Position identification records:
* * *
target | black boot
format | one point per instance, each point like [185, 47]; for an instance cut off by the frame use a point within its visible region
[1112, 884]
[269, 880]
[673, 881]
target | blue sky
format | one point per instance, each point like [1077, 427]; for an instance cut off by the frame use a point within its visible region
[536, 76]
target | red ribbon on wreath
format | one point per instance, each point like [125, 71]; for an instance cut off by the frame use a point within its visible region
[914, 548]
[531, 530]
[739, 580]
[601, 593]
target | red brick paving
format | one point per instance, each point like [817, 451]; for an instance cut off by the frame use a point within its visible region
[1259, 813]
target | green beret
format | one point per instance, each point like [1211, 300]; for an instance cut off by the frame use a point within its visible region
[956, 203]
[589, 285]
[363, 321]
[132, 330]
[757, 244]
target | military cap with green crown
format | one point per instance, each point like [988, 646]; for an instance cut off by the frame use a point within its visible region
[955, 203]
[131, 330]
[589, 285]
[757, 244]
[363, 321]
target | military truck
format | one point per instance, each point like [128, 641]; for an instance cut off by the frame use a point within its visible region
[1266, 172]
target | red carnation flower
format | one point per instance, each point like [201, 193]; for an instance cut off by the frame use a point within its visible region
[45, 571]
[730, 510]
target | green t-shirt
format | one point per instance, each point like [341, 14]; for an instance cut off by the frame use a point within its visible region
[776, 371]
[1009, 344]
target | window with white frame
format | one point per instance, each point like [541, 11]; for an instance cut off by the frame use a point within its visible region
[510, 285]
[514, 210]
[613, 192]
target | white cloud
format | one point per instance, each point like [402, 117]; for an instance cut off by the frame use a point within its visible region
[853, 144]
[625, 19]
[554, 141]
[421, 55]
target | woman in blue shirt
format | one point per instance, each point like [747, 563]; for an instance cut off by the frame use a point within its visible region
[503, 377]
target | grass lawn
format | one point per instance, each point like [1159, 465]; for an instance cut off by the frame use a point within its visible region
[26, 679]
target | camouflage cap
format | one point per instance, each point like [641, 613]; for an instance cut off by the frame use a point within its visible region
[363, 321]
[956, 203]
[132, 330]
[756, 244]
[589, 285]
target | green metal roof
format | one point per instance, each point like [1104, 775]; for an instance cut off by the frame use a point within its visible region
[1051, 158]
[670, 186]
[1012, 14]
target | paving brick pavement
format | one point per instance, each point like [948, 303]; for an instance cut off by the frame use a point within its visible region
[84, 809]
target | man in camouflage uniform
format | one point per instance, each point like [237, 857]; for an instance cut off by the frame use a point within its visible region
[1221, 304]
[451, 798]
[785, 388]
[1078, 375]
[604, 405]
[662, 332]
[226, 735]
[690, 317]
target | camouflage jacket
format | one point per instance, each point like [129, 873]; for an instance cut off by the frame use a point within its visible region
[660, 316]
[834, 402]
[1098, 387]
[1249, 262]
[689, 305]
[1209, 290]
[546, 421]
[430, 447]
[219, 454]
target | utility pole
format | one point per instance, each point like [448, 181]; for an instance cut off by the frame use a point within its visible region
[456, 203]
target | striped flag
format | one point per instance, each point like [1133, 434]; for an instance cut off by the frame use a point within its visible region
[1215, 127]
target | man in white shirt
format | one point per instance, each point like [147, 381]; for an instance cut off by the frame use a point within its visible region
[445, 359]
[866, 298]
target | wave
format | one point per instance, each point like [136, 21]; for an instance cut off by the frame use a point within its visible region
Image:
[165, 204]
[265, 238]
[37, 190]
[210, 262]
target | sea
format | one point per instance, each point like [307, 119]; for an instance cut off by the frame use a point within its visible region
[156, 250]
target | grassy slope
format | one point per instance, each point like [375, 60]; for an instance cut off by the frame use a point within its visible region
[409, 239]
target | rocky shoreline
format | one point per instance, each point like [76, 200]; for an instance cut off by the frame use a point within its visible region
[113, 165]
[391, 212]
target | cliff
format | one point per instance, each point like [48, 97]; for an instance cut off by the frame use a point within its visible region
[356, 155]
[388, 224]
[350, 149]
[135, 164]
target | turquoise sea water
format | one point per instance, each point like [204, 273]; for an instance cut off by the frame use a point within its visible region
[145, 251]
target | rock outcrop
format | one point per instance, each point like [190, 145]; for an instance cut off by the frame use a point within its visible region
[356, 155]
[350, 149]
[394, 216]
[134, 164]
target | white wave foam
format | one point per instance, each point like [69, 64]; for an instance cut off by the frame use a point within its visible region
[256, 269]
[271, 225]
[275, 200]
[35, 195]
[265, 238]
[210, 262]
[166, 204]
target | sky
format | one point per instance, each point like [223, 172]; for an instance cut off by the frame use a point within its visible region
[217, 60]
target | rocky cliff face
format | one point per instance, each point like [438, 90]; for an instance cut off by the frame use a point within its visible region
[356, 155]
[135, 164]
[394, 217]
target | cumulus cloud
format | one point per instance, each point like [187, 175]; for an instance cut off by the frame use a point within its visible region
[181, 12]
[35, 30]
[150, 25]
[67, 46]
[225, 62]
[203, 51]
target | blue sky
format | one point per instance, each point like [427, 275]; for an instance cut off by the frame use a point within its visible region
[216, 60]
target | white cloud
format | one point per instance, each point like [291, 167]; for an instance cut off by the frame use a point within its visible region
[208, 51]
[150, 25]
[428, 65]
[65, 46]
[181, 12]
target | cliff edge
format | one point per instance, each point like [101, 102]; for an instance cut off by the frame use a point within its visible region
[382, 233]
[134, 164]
* * *
OBJECTIVE: The data above must be returned in full, exactly as written.

FULL SOLUTION:
target | black boot
format | one point per instance, each point like [185, 47]; for an instance cut off by the frame use a point within its visible region
[1112, 884]
[269, 880]
[673, 881]
target | blue sky
format | one point per instance, each point like [1077, 427]; for an instance cut off by the frame use a point within its visible region
[536, 76]
target | red ribbon on wreath
format | one point per instance, each point like [125, 71]; for an instance cut off by the frame use a point within its visible region
[914, 548]
[531, 530]
[739, 580]
[601, 593]
target | red brick paving
format | one point per instance, each point like [817, 451]; for an instance cut off by the frame use a point within its visible region
[1259, 813]
target | green beret
format | one point per instance, each point like [1211, 300]; for an instance cut off by the frame use a point within its visible region
[956, 203]
[589, 285]
[363, 321]
[132, 330]
[757, 244]
target | military cap with green crown
format | one point per instance, each point like [988, 646]; for an instance cut off by the frame use a point within its visible region
[955, 203]
[131, 330]
[589, 285]
[757, 244]
[363, 321]
target | military truck
format | one point per instance, each point like [128, 641]; for an instance cut off by the frame use a point within its visible region
[1266, 172]
target | red carnation flower
format | one point per instance, each point like [201, 193]; for an instance cut off by the frame use a point within its visible region
[45, 571]
[730, 510]
target | green t-shirt
format | one point per instance, each point like [341, 14]; for an instance cut off by the frame use a point within its visible region
[776, 371]
[1009, 344]
target | window with white frame
format | one point per instance, each point like [541, 11]; for an instance cut off by the frame use a point within its visible region
[510, 285]
[514, 210]
[613, 192]
target | white cloud
format | one point per instance, each point like [402, 117]; for an instance cut off by the frame use a point within its visible region
[853, 144]
[625, 19]
[554, 141]
[421, 55]
target | woman in blue shirt
format | one point per instance, each point like [747, 563]; for an instance cut off by the frame use a point within its visible region
[503, 377]
target | grass lawn
format | one point per instance, each point like [1159, 465]; for an instance cut off by the frame use a point within its visible region
[26, 679]
target | camouflage cap
format | one point per instance, each point like [641, 613]; for an instance cut off by the frame use a point within its visible region
[363, 321]
[956, 203]
[132, 330]
[756, 244]
[589, 285]
target | green metal roof
format | one point per instance, each point like [1104, 775]; for an instance cut off by the frame use a point within its visible region
[1051, 158]
[670, 186]
[1012, 14]
target | paving brick pavement
format | one point per instance, each point like [948, 303]; for an instance cut off by the frame use a point within its visible region
[84, 809]
target | man in camouflage uniform
format | one point per instance, each point like [237, 857]; for an instance cut off by the frame use a point within its visible region
[1221, 304]
[451, 798]
[785, 388]
[1078, 375]
[604, 405]
[662, 332]
[226, 735]
[690, 317]
target | camouflage jacket
format | one point per instance, each point like [129, 873]; for an instance cut off by the frame use a point within its visible region
[660, 316]
[834, 402]
[1098, 387]
[1249, 262]
[689, 305]
[1209, 290]
[546, 421]
[430, 447]
[219, 454]
target | utility pole
format | one point per instance, each point like [448, 181]; for an instance cut off by the frame use a point within its visible region
[456, 203]
target | striped flag
format | one point per instance, each point like [1133, 434]; for an instance cut off by the frame use a point within its visible region
[1215, 127]
target | man in white shirt
format | one point per instance, each point like [147, 381]; for an instance cut off by the frame use a point within its visible region
[445, 359]
[866, 298]
target | wave
format | one point per instance, each point like [136, 21]; for an instance cut off by the frame use a point within its visible region
Image:
[165, 204]
[265, 238]
[37, 190]
[210, 262]
target | sea
format | one point per instance, each point like [307, 119]; for an instance cut off by the frame use a point within its visible region
[156, 250]
target | grassy slope
format | one point per instance, each point like [375, 60]; for an instance cut off by the frame use a point within its visible region
[409, 239]
target | rocky shoreline
format | one point per instance, each point like [76, 200]; for an instance cut off by the frame use a point within its visible region
[113, 165]
[391, 212]
target | cliff
format | one point per instance, each point like [48, 97]; for an instance cut off by the frame use a point within its visible region
[356, 155]
[388, 224]
[350, 149]
[135, 164]
target | turquoise sea water
format | one point per instance, each point like [204, 273]; for an instance cut off by the frame use a point within its visible region
[145, 251]
target | rock outcrop
format | one point per instance, each point like [190, 145]; for an instance cut off by the frame use a point within its visible region
[356, 155]
[350, 149]
[394, 216]
[134, 164]
target | white wave foam
format | one point per instance, each point like [69, 64]; for an instance cut off by the frame use a point within its visible region
[256, 269]
[271, 225]
[275, 200]
[35, 195]
[265, 238]
[210, 262]
[166, 204]
target | sky
format | one point per instance, each point like [223, 172]; for an instance cut off by the frame use a point within its visible region
[217, 60]
target | rocky cliff face
format | one point per instance, each point like [438, 90]; for an instance cut off by the frame use a point within its visible region
[356, 155]
[135, 164]
[394, 217]
target | cumulus cloud
format | one point per instance, each point like [187, 175]; for an instance cut off by the frame use a point within its visible region
[181, 12]
[35, 30]
[150, 25]
[67, 46]
[225, 62]
[203, 51]
target | blue sky
format | one point per instance, each point like [427, 275]; for an instance cut off by the frame use a point within its visible region
[216, 60]
target | white cloud
format | one point per instance, each point like [291, 167]; for an instance cut off by the frame use a point within its visible region
[208, 51]
[150, 25]
[428, 65]
[65, 46]
[181, 12]
target | cliff edge
format | one point per instance, each point like [101, 102]; for an instance cut off by the frame use a point within its visible region
[382, 233]
[134, 164]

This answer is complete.